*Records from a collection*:
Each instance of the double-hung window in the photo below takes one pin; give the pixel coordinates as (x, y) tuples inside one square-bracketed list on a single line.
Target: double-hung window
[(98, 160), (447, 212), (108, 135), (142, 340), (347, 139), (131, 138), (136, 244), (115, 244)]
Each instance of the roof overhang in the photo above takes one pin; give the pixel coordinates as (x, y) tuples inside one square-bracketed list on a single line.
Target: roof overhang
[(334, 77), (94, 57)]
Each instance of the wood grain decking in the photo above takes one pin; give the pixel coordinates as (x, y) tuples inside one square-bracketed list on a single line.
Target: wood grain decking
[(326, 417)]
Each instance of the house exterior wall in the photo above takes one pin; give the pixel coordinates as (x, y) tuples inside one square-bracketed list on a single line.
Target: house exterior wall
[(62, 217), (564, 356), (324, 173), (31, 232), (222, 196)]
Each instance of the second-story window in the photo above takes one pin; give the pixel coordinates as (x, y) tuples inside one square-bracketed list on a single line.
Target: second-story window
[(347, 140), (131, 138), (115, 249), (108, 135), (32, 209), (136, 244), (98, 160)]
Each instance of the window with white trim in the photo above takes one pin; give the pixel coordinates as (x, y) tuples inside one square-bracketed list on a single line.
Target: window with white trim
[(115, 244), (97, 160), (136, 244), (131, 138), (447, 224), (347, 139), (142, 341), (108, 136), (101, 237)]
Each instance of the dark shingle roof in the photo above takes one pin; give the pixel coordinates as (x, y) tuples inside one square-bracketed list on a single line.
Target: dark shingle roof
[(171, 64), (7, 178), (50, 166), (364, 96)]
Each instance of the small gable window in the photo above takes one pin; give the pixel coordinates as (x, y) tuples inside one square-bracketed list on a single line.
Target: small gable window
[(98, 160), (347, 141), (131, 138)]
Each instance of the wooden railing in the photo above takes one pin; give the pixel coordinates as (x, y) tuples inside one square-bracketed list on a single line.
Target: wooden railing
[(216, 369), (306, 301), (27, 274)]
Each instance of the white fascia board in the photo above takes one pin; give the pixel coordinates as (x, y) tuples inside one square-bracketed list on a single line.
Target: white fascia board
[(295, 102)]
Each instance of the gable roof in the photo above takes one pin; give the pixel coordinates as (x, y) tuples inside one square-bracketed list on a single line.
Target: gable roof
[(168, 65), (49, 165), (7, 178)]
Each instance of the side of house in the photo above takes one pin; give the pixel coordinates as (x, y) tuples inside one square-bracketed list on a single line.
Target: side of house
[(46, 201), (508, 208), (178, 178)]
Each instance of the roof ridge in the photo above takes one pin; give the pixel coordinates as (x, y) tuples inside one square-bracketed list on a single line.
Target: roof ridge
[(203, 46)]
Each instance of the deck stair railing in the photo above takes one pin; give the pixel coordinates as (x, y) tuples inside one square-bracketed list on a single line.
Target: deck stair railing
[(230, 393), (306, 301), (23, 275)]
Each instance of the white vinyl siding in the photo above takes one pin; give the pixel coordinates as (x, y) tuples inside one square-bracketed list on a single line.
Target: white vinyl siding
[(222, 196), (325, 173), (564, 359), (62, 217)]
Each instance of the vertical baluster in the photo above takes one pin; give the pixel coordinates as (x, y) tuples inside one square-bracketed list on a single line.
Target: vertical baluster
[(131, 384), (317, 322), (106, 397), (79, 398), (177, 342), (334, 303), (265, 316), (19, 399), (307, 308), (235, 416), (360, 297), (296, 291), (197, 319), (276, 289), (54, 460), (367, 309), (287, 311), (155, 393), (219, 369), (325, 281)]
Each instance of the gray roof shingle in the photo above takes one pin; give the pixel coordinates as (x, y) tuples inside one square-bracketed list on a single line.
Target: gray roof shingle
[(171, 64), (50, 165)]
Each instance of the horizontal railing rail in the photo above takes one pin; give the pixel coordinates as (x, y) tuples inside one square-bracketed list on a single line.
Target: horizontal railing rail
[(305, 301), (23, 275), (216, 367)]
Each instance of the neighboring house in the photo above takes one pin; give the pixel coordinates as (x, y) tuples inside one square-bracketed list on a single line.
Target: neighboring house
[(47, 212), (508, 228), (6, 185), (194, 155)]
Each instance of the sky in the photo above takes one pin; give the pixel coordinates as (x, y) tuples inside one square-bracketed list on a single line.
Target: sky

*Your goal*:
Copy the lines from the rows above word for word, beginning at the line that contains "Each instance of the neighboring" and stopping after the line that contains "[(47, 212), (508, 228), (6, 185), (194, 155)]".

*Answer*:
Each instance of the neighboring house in the photo above takes one pin; give the pixel coordinates as (x, y) tuples inside one square-bracketed list on a single line.
Target: neighboring house
[(47, 212), (508, 228), (6, 185), (194, 155)]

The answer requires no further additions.